De nieuwe Wet Inburgering: wat zijn nu de regels?

8047

Op 1 januari 2022 is de nieuwe Wet Inburgering in werking getreden. Er is van alles veranderd en er is ook van alles hetzelfde gebleven: gemeenten zijn weer aan zet, er zijn drie aparte leerlijnen geïntroduceerd, maar er worden nog steeds hoge boetes opgelegd en een deel van de inburgeringsplichtigen moet nog steeds zelf de inburgering bekostigen. Hoe ziet het inburgeringstraject eruit onder de nieuwe wet?

Gegeven opdracht.
Kopieer uit de tekst over de nieuwe Wet Inburgering letterlijk alles vanaf "De nieuwe Wet Inburgering: wat" tot en met "de nieuwe wet?".

Annotatiegegevens met punten.
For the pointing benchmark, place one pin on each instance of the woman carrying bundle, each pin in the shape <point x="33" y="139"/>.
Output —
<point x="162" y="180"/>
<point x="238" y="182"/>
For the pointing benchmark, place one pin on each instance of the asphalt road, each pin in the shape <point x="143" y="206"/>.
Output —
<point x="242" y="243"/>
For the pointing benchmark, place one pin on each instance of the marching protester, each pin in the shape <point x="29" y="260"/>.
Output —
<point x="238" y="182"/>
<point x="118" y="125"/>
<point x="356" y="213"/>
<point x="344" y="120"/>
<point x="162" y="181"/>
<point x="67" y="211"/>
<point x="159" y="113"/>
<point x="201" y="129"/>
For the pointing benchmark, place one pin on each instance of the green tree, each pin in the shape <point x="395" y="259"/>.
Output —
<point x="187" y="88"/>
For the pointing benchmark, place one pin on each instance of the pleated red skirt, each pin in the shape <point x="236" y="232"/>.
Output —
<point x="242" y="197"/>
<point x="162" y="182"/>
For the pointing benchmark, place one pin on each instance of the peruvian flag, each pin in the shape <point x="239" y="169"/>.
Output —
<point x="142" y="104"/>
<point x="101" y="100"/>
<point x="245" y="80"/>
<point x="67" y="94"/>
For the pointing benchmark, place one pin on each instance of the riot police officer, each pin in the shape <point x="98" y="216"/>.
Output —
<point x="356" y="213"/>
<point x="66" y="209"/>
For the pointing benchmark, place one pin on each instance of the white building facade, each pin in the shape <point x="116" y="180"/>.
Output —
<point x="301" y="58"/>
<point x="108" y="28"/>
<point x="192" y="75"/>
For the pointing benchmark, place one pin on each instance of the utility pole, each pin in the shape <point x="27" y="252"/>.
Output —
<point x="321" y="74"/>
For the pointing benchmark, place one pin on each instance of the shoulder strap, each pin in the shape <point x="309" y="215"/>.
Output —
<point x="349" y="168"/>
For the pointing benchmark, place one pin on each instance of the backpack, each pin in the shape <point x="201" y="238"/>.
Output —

Uitkomst oefening.
De nieuwe Wet Inburgering: wat zijn nu de regels?

8047

Op 1 januari 2022 is de nieuwe Wet Inburgering in werking getreden. Er is van alles veranderd en er is ook van alles hetzelfde gebleven: gemeenten zijn weer aan zet, er zijn drie aparte leerlijnen geïntroduceerd, maar er worden nog steeds hoge boetes opgelegd en een deel van de inburgeringsplichtigen moet nog steeds zelf de inburgering bekostigen. Hoe ziet het inburgeringstraject eruit onder de nieuwe wet?